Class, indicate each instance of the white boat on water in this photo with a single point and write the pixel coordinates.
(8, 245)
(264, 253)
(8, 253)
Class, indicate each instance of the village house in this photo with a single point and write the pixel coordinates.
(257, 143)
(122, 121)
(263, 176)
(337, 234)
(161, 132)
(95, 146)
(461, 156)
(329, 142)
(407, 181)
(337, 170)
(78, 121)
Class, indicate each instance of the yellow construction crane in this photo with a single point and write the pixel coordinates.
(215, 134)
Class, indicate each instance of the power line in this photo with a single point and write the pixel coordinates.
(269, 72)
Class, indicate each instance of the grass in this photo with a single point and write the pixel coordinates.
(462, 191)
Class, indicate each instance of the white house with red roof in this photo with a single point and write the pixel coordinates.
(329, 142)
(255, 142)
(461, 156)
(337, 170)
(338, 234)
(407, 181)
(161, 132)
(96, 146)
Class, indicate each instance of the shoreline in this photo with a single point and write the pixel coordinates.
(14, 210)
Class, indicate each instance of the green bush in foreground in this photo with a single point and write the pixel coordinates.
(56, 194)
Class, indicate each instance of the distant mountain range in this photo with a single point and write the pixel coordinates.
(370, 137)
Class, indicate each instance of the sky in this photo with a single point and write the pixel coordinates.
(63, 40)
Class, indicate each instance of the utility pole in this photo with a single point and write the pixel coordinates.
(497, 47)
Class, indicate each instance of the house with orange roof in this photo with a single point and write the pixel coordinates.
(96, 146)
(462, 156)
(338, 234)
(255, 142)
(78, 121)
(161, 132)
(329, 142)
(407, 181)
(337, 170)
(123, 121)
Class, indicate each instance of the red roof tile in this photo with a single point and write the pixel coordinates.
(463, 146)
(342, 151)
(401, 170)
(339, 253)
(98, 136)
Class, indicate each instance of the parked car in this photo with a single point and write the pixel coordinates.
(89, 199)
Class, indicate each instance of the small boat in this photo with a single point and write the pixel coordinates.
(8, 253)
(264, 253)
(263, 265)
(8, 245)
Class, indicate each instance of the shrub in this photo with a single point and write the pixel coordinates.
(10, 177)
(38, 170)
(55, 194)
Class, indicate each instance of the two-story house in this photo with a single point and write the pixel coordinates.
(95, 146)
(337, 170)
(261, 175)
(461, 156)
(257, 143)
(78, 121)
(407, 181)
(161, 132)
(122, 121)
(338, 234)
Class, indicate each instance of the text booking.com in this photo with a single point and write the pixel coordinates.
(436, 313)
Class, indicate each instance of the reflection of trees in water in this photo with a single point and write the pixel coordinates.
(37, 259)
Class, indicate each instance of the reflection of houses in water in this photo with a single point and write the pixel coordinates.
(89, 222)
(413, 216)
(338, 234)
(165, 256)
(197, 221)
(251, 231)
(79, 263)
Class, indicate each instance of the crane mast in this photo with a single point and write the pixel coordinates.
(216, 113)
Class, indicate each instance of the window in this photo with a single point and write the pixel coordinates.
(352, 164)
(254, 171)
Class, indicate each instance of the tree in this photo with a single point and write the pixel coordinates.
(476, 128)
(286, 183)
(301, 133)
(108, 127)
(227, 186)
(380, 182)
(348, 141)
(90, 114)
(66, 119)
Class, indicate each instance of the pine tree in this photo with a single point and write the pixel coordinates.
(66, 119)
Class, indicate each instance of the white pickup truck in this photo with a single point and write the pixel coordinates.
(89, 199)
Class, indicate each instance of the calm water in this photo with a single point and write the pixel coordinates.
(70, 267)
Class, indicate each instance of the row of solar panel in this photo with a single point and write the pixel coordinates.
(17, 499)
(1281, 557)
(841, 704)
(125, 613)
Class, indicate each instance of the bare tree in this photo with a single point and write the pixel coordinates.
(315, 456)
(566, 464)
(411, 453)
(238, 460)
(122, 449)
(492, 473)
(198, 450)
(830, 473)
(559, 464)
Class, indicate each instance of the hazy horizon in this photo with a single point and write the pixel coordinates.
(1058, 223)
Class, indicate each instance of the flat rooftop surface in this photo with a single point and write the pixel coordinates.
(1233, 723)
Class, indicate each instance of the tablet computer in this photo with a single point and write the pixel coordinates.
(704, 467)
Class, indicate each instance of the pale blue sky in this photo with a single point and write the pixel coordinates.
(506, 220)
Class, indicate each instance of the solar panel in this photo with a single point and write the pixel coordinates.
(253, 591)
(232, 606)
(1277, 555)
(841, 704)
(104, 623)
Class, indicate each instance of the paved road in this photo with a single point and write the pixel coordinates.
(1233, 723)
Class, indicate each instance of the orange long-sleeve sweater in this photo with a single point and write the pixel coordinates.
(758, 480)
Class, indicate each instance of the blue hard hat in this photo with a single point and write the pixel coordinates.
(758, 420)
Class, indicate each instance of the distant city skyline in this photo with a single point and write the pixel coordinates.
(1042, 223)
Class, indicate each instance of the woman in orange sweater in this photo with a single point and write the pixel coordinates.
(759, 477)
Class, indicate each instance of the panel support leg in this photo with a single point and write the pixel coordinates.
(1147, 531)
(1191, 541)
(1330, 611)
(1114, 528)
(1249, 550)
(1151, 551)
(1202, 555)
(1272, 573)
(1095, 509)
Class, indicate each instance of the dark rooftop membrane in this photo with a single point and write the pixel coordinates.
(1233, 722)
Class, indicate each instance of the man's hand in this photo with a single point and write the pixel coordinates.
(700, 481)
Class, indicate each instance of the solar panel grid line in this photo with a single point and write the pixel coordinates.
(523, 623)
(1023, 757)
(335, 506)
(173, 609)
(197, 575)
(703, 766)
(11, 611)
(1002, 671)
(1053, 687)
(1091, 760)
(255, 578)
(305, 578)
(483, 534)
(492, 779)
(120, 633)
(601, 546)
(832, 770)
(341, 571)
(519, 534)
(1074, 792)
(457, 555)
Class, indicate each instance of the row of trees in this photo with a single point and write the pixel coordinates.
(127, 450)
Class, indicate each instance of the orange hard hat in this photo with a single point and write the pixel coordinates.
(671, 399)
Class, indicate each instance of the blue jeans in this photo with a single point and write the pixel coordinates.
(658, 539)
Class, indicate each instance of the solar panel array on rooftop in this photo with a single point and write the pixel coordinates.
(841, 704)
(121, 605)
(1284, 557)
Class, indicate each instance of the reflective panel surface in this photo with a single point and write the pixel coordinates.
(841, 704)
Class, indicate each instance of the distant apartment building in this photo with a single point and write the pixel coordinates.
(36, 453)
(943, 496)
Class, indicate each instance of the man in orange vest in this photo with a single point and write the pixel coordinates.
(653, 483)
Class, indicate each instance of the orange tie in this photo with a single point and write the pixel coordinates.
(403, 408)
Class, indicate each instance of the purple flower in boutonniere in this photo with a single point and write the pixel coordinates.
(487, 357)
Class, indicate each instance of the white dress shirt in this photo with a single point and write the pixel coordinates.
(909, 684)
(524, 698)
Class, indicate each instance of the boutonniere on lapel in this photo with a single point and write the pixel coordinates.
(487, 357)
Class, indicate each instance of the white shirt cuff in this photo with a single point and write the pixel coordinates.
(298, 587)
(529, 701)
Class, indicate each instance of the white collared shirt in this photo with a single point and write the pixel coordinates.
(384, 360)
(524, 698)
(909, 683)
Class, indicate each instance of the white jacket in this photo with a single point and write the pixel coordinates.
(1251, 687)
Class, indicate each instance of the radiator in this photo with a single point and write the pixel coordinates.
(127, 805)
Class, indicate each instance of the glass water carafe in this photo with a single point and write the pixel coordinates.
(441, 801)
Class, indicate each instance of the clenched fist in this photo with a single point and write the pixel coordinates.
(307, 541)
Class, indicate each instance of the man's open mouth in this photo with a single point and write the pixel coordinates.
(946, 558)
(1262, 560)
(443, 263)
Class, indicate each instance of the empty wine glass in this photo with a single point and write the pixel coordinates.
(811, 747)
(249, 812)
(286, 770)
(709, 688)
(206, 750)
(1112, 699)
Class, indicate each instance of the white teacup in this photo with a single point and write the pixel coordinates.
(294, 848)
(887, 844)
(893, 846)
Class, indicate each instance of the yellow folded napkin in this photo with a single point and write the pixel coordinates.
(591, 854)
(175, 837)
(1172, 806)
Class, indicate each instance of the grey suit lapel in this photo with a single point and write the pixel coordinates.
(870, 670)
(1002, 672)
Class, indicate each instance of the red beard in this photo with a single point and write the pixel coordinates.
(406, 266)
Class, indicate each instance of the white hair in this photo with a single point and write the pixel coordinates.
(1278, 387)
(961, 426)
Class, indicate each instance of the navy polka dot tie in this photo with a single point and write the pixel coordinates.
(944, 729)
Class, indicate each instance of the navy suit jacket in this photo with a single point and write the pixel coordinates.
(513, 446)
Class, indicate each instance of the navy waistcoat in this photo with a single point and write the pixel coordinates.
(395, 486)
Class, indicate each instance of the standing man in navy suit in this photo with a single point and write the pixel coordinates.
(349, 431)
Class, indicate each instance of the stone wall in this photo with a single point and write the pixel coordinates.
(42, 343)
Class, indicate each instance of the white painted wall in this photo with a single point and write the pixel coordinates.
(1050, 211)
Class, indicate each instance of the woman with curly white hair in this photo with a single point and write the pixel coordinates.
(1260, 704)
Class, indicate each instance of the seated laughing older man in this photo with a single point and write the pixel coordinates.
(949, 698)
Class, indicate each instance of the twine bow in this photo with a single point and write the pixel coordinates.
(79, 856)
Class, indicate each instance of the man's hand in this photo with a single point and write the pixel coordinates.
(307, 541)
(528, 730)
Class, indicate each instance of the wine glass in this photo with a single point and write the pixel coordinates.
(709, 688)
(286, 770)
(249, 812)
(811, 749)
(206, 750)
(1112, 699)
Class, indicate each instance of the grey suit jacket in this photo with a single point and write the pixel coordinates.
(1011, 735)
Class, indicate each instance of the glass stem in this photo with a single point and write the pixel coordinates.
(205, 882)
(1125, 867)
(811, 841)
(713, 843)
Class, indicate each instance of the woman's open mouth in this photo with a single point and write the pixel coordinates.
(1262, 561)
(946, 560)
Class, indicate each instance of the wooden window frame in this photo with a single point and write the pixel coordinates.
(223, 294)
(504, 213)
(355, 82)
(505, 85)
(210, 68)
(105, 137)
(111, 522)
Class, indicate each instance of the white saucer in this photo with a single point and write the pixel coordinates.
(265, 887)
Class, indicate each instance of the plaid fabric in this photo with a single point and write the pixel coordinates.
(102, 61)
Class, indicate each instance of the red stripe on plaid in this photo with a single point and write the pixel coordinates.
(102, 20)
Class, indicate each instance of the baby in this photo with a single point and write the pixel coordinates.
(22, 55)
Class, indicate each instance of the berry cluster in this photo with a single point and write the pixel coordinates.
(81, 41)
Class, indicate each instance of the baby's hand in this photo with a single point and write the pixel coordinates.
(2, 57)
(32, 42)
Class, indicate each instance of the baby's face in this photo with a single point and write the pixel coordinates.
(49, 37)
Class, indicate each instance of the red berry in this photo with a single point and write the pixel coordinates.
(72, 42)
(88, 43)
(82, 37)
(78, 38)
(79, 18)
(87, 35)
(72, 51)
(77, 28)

- [Your assignment]
Write out exactly the final stretch of the records: the line containing "Class, indicate each instance of the red berry" and every line after it, through the last, and nothing else.

- [Written solution]
Class, indicate each instance of the red berry in this photo with a single point and write the pixel coordinates.
(72, 42)
(88, 43)
(82, 37)
(78, 38)
(79, 18)
(87, 35)
(72, 51)
(77, 28)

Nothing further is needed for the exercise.